**WORK ORDER**
Your copy should match the records exactly, except that it contains no pictures.

**GIVEN DATA**
*** Begin section ***
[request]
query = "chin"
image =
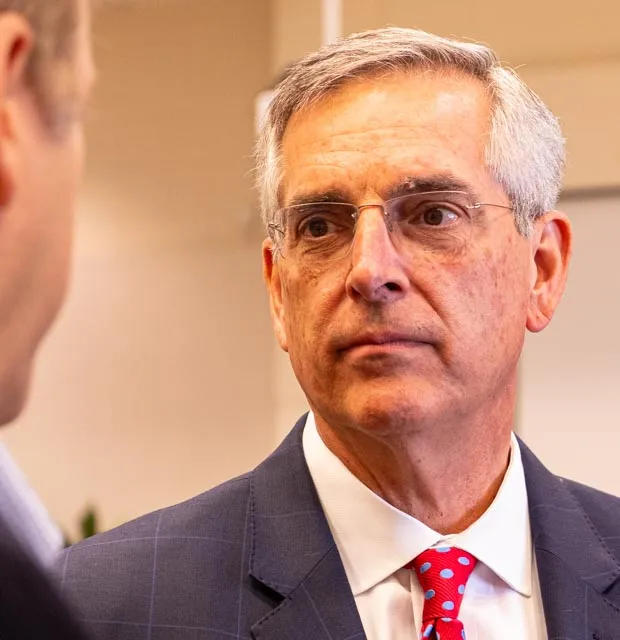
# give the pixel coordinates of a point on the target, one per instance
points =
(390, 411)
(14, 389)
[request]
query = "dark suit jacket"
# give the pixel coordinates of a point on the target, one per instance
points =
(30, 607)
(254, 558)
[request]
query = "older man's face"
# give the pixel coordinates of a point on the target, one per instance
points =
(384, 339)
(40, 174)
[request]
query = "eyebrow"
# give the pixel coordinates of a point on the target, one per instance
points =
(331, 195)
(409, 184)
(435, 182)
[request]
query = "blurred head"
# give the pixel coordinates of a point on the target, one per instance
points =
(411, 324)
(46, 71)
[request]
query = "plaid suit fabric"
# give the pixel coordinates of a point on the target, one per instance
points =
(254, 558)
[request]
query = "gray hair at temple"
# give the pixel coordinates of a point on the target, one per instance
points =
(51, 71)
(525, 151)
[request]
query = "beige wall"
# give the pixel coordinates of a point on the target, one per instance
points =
*** End section ***
**ANSWER TO THE PROBLEM**
[request]
query = "chin"
image =
# give the pixel coordinates of a point on the target, one per instance
points =
(390, 411)
(14, 389)
[request]
query = "dark suit jacket"
# give the pixel coordinates of a point on the target, one per instance
points =
(30, 607)
(254, 558)
[request]
query = "older man's face"
# give the pixel coordinates of a point on the target, one per instance
points =
(384, 339)
(40, 174)
[request]
query = "eyebrow"
# give the pixel coordinates of a point on the target, one per instance
points =
(331, 195)
(409, 184)
(435, 182)
[request]
query = "blurred head"
# give the pixel coordinates of a point on the target, one per instance
points =
(411, 324)
(46, 71)
[request]
query = "plaid suit fabric"
# give the pixel coordinates of a point on the target, one per instance
points =
(254, 558)
[request]
query = "gray hair at temple"
# give the pixel coordinates of a point on the target, one per instance
points =
(51, 71)
(525, 151)
[request]
query = "beige wall"
# give the pixel coordinates of a point on the target, one per instance
points =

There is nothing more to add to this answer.